##### Source document
# Will This Work For My MotherBoard?



## Pandora123 (Nov 21, 2009)

Hey guys first time using this forum for help. My question is if this liquid cooling would work for my Motherboard. I have an ASUS M2N68-LA motherborad with an AMD althlon 64 x2 Dual Core processor 5600+. My processer is running really hot lately and i want to keep the temp. at about 47C or somewhere close to there. Its at 56C right now. I just wanna check if this would work my motherboard and processor.

http://www.tigerdirect.com/applications/SearchTools/item-details.asp?EdpNo=5267687&CatId=1871


----------



## manic (Aug 2, 2005)

Not really up on amd, but it does support am2/am3 processors. Looks like
it will work.
Im impressed with the size of it, most are bulky and ackward, and usually
require case modding. Doesnt seem to be the case with this one..
If you can, and you should, mount the radiator outside of the case.
##########
##### Recorded information
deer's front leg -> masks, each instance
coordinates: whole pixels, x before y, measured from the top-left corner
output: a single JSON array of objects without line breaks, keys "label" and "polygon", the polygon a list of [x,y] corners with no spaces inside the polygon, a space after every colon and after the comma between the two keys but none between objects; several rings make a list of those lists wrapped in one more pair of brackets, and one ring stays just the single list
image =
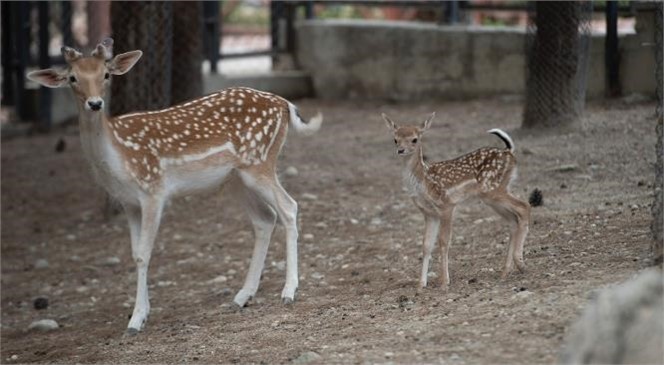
##########
Work to complete
**1.** According to the liquid cooling forum thread, what temperature is the processor running at right now?
**2.** Please continue the liquid cooling forum thread from where it stops.

Answers to each task
**1.** 56C.

**2.**
Good luck.


----------



## dai (Jul 2, 2004)

it's very cheap for water cooling equipment

the closed circuit i find iffy as plastic pipes have a certain amount of fluid evaporation loss

unless they are a rubber composition


----------



## Phædrus241 (Mar 28, 2009)

The Corsair H50 is a very good closed-loop water cooling kit. It doesn't leak, good quality seals, high-quality caulking, no unnecessary joints or anything. It'll go years without leaking. It has a couple of flaws, but it's the best CPU water cooling under $100.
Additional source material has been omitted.